Necessità di giustizia, senza distinzioni geografiche che facciano di una provincia un luogo dove questa esigenza sia più forte di altre. Giustizia come diritto di ognuno e come dovere per le Istituzioni e per chi le rappresenta. Eppure si può scoprire che in alcuni luoghi mettere in pratica questi principi è più difficile che in altri. Che ci sono posti in cui giustizia deve ancor di più significare presenza certa e credibilità dello Stato.
A Nicola Gratteri, da sempre in prima linea nella lotta alla ‘ndrangheta e oggi capo della Procura di Catanzaro, tre anni fa il Governo aveva affidato il compito di presiedere e coordinare la “Commissione per l’elaborazione di proposte normative in tema di lotta, anche patrimoniale, alla criminalità”. Di quella Commissione facevano parte 15 esperti fra magistrati, avvocati e docenti universitari di diritto penale che hanno lavorato gratuitamente. Lavoro che ha portato ad un documento di 266 pagine che propone la modifica di 150 articoli, tra codice penale, codice di procedura penale e ordinamento giudiziario, per rendere più efficace la lotta alla criminalità. Proposte ora all’esame del Parlamento.
==================================================
▶ **Le consegne**
- A) Stabilisci se ciascuna affermazione concorda con il brano di partenza. Per ognuna rispondi sì o no e cita alla lettera le parole del brano che lo decidono.
(i) La Commissione era composta da 15 esperti.
(ii) Gli esperti della Commissione erano retribuiti per il loro lavoro.
(iii) Il documento prodotto propone la modifica di 266 articoli.
- B) Riprendi il brano sulla commissione presieduta da Gratteri e proseguilo con un breve paragrafo che parta subito dopo la frase «Proposte ora all'esame del Parlamento.»

[Materiale]
==================================================
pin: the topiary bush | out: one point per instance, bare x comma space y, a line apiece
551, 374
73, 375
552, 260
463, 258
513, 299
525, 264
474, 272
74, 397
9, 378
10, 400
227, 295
==================================================
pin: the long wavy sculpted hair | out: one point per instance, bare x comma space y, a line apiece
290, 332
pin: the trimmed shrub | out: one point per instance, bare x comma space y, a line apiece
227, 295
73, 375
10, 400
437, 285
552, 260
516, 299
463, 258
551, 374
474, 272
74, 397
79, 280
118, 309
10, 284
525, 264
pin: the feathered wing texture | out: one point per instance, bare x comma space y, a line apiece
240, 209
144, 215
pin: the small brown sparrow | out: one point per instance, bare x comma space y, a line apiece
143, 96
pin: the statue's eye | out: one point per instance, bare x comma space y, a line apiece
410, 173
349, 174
==================================================
▶ **Risposte per consegna**
- A)
(i) Sì: «Di quella Commissione facevano parte 15 esperti fra magistrati, avvocati e docenti universitari di diritto penale».
(ii) No: «hanno lavorato gratuitamente».
(iii) No: «un documento di 266 pagine che propone la modifica di 150 articoli».

- B)
Proprio con il Procuratore Gratteri, allora, abbiamo voluto parlare di quanto la lotta al crimine organizzato e il dare risposte alla domanda di giustizia possano incontrare ostacoli nelle carenze di organico, nel mancato aggiornamento del sistema giudiziario o nei limiti dettati da regole che forse andrebbero riviste.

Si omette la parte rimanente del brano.